Natural-language object grounding data:
_ _ _

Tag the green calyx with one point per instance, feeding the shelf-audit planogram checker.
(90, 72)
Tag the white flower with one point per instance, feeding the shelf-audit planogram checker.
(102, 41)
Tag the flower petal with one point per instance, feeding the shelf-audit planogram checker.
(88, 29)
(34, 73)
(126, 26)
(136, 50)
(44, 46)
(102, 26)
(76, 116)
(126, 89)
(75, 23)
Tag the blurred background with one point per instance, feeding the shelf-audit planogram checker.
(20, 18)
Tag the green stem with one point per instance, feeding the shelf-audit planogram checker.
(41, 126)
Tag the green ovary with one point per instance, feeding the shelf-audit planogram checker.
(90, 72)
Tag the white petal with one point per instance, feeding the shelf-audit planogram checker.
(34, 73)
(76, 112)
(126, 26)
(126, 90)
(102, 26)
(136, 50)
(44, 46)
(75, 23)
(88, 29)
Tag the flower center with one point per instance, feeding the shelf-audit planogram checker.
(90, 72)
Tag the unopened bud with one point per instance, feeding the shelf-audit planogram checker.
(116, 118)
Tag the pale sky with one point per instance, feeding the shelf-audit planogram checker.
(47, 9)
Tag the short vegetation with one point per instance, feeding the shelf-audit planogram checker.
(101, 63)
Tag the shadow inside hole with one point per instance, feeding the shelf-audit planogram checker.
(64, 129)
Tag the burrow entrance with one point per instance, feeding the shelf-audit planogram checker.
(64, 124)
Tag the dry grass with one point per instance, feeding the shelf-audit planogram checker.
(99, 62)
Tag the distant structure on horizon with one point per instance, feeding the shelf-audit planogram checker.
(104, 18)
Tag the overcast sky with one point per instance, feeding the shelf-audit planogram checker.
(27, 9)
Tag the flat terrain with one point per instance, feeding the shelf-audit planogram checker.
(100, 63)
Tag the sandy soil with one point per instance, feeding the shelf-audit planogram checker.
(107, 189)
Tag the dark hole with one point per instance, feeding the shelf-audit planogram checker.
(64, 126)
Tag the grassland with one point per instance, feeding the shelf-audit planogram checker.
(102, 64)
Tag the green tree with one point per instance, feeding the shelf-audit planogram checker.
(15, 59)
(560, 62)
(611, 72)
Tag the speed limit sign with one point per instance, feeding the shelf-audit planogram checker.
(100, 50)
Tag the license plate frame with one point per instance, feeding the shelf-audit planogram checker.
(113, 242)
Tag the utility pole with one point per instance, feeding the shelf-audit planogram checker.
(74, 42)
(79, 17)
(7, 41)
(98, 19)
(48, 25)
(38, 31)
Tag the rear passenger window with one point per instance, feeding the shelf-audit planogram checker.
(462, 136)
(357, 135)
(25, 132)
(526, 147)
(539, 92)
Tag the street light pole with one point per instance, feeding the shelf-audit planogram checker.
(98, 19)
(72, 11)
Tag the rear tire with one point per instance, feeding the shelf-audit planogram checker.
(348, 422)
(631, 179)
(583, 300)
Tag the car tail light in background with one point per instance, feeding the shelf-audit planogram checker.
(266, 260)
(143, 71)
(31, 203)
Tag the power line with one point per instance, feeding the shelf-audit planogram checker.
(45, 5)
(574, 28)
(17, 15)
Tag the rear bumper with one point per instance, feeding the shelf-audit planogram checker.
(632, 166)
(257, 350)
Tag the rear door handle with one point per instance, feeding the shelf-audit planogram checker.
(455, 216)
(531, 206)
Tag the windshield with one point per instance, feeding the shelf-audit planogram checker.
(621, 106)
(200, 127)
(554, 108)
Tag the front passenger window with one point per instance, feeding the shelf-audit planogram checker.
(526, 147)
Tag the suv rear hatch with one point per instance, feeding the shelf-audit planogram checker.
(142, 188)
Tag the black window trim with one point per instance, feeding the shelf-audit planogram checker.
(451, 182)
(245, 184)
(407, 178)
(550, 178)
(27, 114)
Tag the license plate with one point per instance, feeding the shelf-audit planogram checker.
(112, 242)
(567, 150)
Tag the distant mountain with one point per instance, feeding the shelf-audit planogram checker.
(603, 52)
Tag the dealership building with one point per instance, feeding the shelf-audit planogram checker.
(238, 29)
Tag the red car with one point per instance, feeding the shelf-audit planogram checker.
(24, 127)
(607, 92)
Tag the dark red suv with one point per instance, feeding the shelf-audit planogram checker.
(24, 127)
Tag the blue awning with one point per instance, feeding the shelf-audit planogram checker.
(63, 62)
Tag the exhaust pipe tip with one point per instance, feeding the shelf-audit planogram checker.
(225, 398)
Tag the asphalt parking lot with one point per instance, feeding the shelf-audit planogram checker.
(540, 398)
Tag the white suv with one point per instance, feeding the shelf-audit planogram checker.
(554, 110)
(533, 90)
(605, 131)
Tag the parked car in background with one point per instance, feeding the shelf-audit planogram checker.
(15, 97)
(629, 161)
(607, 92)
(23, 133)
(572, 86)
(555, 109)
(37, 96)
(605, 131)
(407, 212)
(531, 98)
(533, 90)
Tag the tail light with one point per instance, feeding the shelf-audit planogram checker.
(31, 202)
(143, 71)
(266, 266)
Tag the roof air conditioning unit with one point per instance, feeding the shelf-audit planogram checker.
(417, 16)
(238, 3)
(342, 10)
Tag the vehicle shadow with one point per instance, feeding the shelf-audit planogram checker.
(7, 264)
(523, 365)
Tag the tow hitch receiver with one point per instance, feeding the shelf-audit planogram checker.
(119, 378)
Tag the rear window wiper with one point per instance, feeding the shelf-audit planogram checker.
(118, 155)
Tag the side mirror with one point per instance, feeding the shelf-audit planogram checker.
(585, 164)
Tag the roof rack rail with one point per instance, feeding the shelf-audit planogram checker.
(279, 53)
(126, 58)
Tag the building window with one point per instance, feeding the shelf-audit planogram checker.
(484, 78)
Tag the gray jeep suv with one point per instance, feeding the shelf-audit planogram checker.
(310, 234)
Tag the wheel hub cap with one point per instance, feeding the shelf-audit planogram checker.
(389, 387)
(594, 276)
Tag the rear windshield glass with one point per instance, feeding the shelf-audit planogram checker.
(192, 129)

_ _ _

> _Try it_:
The records above are to be written out again word for word.

> _Solution to the exercise_:
Tag the green calyx with one point per instance, feeding the shelf-audit planogram checker.
(90, 72)
Tag the white flower with one point per instance, feeding the shelf-audit planogram checker.
(102, 41)
Tag the flower petal with one point per instance, feeding the shelf-audit planogram checker.
(88, 29)
(34, 73)
(126, 26)
(136, 50)
(44, 46)
(102, 26)
(76, 116)
(126, 89)
(75, 23)
Tag the blurred background with one point per instance, feeding the shelf-audit planogram checker.
(20, 18)
Tag the green stem with one point per instance, feeding the shelf-audit planogram checker.
(41, 126)
Tag the green ovary with one point per instance, feeding the shelf-audit planogram checker.
(90, 72)
Tag the white petal with one point per instance, feeding the shelf-audit planogram checker.
(34, 73)
(76, 112)
(126, 26)
(126, 90)
(102, 26)
(136, 50)
(44, 46)
(75, 23)
(88, 29)
Tag the flower center with one point per instance, feeding the shelf-audit planogram checker.
(90, 72)
Tag the unopened bud with one point per instance, feeding the shelf-audit planogram checker.
(116, 118)
Tag the pale sky with one point per instance, feeding the shelf-audit planogram checker.
(47, 9)
Tag the short vegetation with one point per instance, feeding the shelf-audit planogram checker.
(101, 63)
Tag the shadow inside hole with one point per instance, feeding the shelf-audit planogram checker.
(64, 129)
Tag the burrow entrance with one point per instance, feeding the shelf-audit planogram checker.
(64, 124)
Tag the dry grass with one point per instance, feeding the shelf-audit planogram checker.
(99, 62)
Tag the distant structure on horizon with one point per instance, feeding the shelf-audit planogram checker.
(104, 18)
Tag the overcast sky with one point per instance, feeding the shelf-audit planogram checker.
(27, 9)
Tag the flat terrain with one point per instance, feeding the shelf-audit planogram checker.
(100, 63)
Tag the sandy soil with one point per instance, feeding the shelf-audit planogram checker.
(107, 189)
Tag the dark hole with one point per instance, feeding the shelf-audit planogram checker.
(64, 126)
Tag the grassland with one point per instance, feeding the shelf-audit planogram checker.
(102, 64)
Tag the green tree with one point per instance, feeding the shelf-audit planogram checker.
(15, 59)
(560, 62)
(611, 72)
Tag the speed limit sign with one point per instance, feeding the shelf-audit planogram checker.
(100, 50)
Tag the license plate frame with one point per instance, feeding the shelf-audit planogram checker.
(113, 242)
Tag the utility pole with one point per instance, feeding the shelf-audit planogram checker.
(74, 42)
(79, 17)
(7, 41)
(98, 19)
(48, 25)
(38, 31)
Tag the rear passenger window with one point per instance, feeding the shelf-audit planogram checker.
(462, 136)
(357, 135)
(25, 132)
(526, 147)
(539, 92)
Tag the street light pole with one point per instance, feeding the shelf-audit planogram checker.
(98, 19)
(72, 11)
Tag the rear tire with one point per instance, feeding the shelf-audit planogram checker.
(348, 422)
(631, 179)
(583, 300)
Tag the car tail light in background with one point per instance, feeding the shelf-audit planogram checker.
(266, 260)
(143, 71)
(31, 203)
Tag the power line with one point per instance, feeding the shelf-audit planogram checker.
(45, 5)
(574, 28)
(17, 15)
Tag the rear bumper with one point per instance, feeding the shelf-audit planogram checker.
(632, 166)
(257, 350)
Tag the rear door handle with one point per instance, feeding the shelf-audit planogram checker.
(455, 216)
(531, 206)
Tag the windshield with one point per instance, feeding the shelf-audit planogram checker.
(621, 106)
(200, 127)
(554, 108)
Tag the front passenger window with one point per instance, feeding the shelf-audit planogram checker.
(526, 147)
Tag the suv rear hatch with one point per instance, feeding the shelf-audit planogram checker.
(142, 188)
Tag the black window trim with one point per instance, feeding the shelf-audit planogram checker.
(451, 182)
(245, 184)
(407, 178)
(550, 178)
(27, 114)
Tag the license plate with one point per instance, feeding the shelf-audit planogram checker.
(112, 242)
(567, 150)
Tag the distant mountain with one point per instance, feeding the shelf-audit planogram checker.
(603, 52)
Tag the dealership building with one point per instance, feeding the shelf-audit planogram checker.
(238, 29)
Tag the red car with one point per instance, feeding the shelf-audit planogram checker.
(24, 127)
(607, 92)
Tag the dark red suv with one point per instance, feeding the shelf-audit planogram checker.
(24, 127)
Tag the blue awning with one point per instance, feeding the shelf-audit planogram checker.
(63, 62)
Tag the exhaust pipe tip with one point per instance, feeding the shelf-audit planogram checker.
(225, 398)
Tag the asphalt parking lot with one point per instance, feeding the shelf-audit planogram checker.
(540, 398)
Tag the white suv with one point per instance, feeding the shelf-audit planogram checker.
(554, 110)
(533, 90)
(605, 131)
Tag the parked car in background with one point per instance, feeding the shelf-audit planogram checker.
(15, 97)
(629, 161)
(607, 92)
(23, 133)
(572, 86)
(555, 109)
(37, 96)
(605, 131)
(407, 212)
(531, 98)
(533, 90)
Tag the tail light with one point per instance, feeding the shelf-audit planogram checker.
(31, 202)
(143, 71)
(266, 266)
Tag the roof air conditioning unit with one point per instance, feeding the shelf-audit planogram checker.
(417, 16)
(238, 3)
(342, 10)
Tag the vehicle shadow with one point per instance, feeding the shelf-audit planogram checker.
(7, 264)
(523, 365)
Tag the tow hitch receiver with one point per instance, feeding the shelf-audit planogram checker.
(119, 378)
Tag the rear window wiper with one point per instance, feeding the shelf-audit planogram checker.
(118, 155)
Tag the side mirror with one point per instance, feeding the shelf-audit planogram checker.
(585, 164)
Tag the roof rack rail with one point per instance, feeding the shelf-audit planogram checker.
(279, 53)
(126, 58)
Tag the building window with one point per instance, feeding the shelf-audit planogram checker.
(484, 78)
Tag the gray jeep suv with one point per instance, feeding the shelf-audit planogram checker.
(310, 234)
Tag the wheel hub cap with one point per instance, feeding the shelf-audit planogram checker.
(389, 387)
(594, 276)
Tag the rear windshield glass with one point per instance, feeding the shelf-audit planogram checker.
(192, 129)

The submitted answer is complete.